**DATA FOR THIS EXERCISE**

┏━━

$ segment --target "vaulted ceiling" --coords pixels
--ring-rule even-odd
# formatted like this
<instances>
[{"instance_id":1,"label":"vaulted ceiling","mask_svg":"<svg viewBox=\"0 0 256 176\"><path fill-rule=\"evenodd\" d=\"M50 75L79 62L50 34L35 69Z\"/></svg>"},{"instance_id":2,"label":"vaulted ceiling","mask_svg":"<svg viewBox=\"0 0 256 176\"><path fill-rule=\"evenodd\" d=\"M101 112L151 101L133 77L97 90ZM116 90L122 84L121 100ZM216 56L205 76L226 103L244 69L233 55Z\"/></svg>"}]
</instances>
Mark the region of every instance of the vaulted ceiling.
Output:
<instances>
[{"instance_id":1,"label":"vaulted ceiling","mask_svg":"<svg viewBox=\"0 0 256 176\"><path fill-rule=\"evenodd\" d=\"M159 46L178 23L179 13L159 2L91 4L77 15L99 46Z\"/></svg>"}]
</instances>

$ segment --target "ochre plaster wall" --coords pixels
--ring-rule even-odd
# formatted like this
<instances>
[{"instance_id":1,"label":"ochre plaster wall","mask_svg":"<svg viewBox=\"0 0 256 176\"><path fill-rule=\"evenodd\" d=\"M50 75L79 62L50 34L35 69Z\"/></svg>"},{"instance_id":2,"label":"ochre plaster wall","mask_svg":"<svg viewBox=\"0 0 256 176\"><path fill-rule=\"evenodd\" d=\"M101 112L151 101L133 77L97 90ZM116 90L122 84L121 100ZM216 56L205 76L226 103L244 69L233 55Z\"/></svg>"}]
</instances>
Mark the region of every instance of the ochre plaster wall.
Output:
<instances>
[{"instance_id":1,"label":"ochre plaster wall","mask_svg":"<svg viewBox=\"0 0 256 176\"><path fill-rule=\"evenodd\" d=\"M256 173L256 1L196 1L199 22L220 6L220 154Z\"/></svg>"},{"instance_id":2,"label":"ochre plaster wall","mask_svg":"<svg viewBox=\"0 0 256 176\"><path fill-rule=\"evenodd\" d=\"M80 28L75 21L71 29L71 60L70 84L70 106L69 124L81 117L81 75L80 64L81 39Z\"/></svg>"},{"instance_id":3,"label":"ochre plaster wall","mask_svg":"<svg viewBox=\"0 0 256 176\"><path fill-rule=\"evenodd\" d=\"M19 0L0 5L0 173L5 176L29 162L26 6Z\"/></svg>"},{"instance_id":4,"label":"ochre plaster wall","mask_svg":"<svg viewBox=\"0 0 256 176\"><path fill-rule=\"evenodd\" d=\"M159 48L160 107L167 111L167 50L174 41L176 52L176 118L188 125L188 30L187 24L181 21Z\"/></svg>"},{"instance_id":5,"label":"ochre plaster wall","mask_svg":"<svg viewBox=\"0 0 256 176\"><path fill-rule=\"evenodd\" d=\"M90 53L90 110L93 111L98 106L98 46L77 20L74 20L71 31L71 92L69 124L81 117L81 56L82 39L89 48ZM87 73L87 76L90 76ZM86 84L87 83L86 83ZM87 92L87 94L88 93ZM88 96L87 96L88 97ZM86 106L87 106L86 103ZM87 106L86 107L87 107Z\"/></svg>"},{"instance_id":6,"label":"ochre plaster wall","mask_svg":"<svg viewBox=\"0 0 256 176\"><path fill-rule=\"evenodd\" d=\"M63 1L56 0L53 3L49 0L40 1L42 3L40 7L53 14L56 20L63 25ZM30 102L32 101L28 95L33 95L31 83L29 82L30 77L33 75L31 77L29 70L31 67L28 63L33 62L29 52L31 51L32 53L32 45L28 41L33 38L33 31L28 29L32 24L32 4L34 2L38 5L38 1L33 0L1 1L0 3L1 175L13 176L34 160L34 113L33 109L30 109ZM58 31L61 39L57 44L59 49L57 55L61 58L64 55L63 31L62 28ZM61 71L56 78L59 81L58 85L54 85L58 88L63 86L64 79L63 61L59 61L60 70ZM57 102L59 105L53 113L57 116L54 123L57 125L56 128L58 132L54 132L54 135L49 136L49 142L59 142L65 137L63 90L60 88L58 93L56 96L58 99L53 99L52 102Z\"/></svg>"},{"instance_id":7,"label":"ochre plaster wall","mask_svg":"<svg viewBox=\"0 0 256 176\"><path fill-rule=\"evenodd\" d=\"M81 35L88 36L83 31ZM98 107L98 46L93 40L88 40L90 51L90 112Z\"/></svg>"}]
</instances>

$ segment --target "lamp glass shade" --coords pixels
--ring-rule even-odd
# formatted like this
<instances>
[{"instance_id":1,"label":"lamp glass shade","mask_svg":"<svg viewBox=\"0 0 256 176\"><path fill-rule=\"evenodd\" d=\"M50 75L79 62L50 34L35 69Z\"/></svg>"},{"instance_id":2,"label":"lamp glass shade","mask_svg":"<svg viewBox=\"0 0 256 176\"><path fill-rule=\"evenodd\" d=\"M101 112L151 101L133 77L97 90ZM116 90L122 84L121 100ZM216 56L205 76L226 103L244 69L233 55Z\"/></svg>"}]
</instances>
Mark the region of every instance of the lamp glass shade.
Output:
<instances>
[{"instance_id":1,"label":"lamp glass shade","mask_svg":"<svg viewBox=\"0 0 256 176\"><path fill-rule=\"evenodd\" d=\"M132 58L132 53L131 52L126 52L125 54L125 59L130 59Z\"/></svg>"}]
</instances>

┗━━

Please quote the records above exactly, without skipping a line.

$ segment --target "vaulted ceiling" --coords pixels
--ring-rule even-odd
# formatted like this
<instances>
[{"instance_id":1,"label":"vaulted ceiling","mask_svg":"<svg viewBox=\"0 0 256 176\"><path fill-rule=\"evenodd\" d=\"M50 75L79 62L50 34L35 69Z\"/></svg>"},{"instance_id":2,"label":"vaulted ceiling","mask_svg":"<svg viewBox=\"0 0 256 176\"><path fill-rule=\"evenodd\" d=\"M101 112L151 101L133 77L97 90ZM116 90L122 84L121 100ZM216 56L205 76L226 103L244 69L233 55Z\"/></svg>"}]
</instances>
Mark the region of every instance of the vaulted ceiling.
Output:
<instances>
[{"instance_id":1,"label":"vaulted ceiling","mask_svg":"<svg viewBox=\"0 0 256 176\"><path fill-rule=\"evenodd\" d=\"M159 46L178 23L179 13L159 2L91 4L77 15L99 46Z\"/></svg>"}]
</instances>

$ segment --target "ochre plaster wall" --coords pixels
--ring-rule even-odd
# formatted like this
<instances>
[{"instance_id":1,"label":"ochre plaster wall","mask_svg":"<svg viewBox=\"0 0 256 176\"><path fill-rule=\"evenodd\" d=\"M50 75L79 62L50 34L35 69Z\"/></svg>"},{"instance_id":2,"label":"ochre plaster wall","mask_svg":"<svg viewBox=\"0 0 256 176\"><path fill-rule=\"evenodd\" d=\"M101 112L151 101L133 77L97 90ZM116 90L122 84L121 100ZM216 56L205 76L226 103L244 69L233 55Z\"/></svg>"}]
</instances>
Mark the region of every instance of the ochre plaster wall.
Output:
<instances>
[{"instance_id":1,"label":"ochre plaster wall","mask_svg":"<svg viewBox=\"0 0 256 176\"><path fill-rule=\"evenodd\" d=\"M256 173L256 1L196 1L199 22L220 6L220 154Z\"/></svg>"},{"instance_id":2,"label":"ochre plaster wall","mask_svg":"<svg viewBox=\"0 0 256 176\"><path fill-rule=\"evenodd\" d=\"M80 28L75 21L71 29L71 60L70 84L70 106L69 124L81 117L81 75L80 64L81 39Z\"/></svg>"},{"instance_id":3,"label":"ochre plaster wall","mask_svg":"<svg viewBox=\"0 0 256 176\"><path fill-rule=\"evenodd\" d=\"M19 0L0 5L0 173L5 176L29 162L26 6Z\"/></svg>"},{"instance_id":4,"label":"ochre plaster wall","mask_svg":"<svg viewBox=\"0 0 256 176\"><path fill-rule=\"evenodd\" d=\"M159 48L160 107L167 111L167 50L174 41L176 52L176 118L188 125L188 30L187 24L181 21Z\"/></svg>"},{"instance_id":5,"label":"ochre plaster wall","mask_svg":"<svg viewBox=\"0 0 256 176\"><path fill-rule=\"evenodd\" d=\"M90 53L90 110L93 111L98 106L98 46L77 20L74 20L71 31L71 92L69 124L81 117L81 56L82 39L89 48ZM87 73L87 76L90 76ZM86 84L87 83L86 83ZM87 92L87 94L88 93ZM88 96L87 96L88 97ZM86 106L87 106L86 103ZM87 106L86 107L87 107Z\"/></svg>"},{"instance_id":6,"label":"ochre plaster wall","mask_svg":"<svg viewBox=\"0 0 256 176\"><path fill-rule=\"evenodd\" d=\"M63 1L56 0L53 3L49 0L40 1L42 3L40 7L53 14L56 20L63 25ZM30 102L32 101L28 95L33 95L31 83L29 82L30 77L33 75L31 77L29 70L31 67L28 63L33 62L29 52L31 51L32 53L32 45L28 41L33 38L33 31L28 29L32 24L32 4L34 2L38 5L38 1L33 0L1 1L0 3L1 175L13 176L34 160L34 113L33 109L30 109ZM58 31L61 39L57 44L59 49L57 55L61 58L64 55L63 31L62 28ZM61 71L56 78L59 81L58 85L54 85L58 88L63 86L64 79L63 61L59 61L60 70ZM57 102L59 105L53 113L57 116L54 123L57 125L56 128L58 132L54 132L54 135L49 136L49 142L59 142L65 137L63 90L60 88L58 93L56 96L58 99L53 99L52 102Z\"/></svg>"},{"instance_id":7,"label":"ochre plaster wall","mask_svg":"<svg viewBox=\"0 0 256 176\"><path fill-rule=\"evenodd\" d=\"M81 35L88 36L83 31ZM98 107L98 46L93 40L88 40L90 51L90 112Z\"/></svg>"}]
</instances>

$ segment --target "lamp glass shade" --coords pixels
--ring-rule even-odd
# formatted like this
<instances>
[{"instance_id":1,"label":"lamp glass shade","mask_svg":"<svg viewBox=\"0 0 256 176\"><path fill-rule=\"evenodd\" d=\"M50 75L79 62L50 34L35 69Z\"/></svg>"},{"instance_id":2,"label":"lamp glass shade","mask_svg":"<svg viewBox=\"0 0 256 176\"><path fill-rule=\"evenodd\" d=\"M101 112L151 101L133 77L97 90ZM116 90L122 84L121 100ZM216 56L205 76L226 103L244 69L233 55Z\"/></svg>"}]
</instances>
Mark the region of every instance of the lamp glass shade.
Output:
<instances>
[{"instance_id":1,"label":"lamp glass shade","mask_svg":"<svg viewBox=\"0 0 256 176\"><path fill-rule=\"evenodd\" d=\"M132 58L132 53L131 52L126 52L125 54L125 59L130 59Z\"/></svg>"}]
</instances>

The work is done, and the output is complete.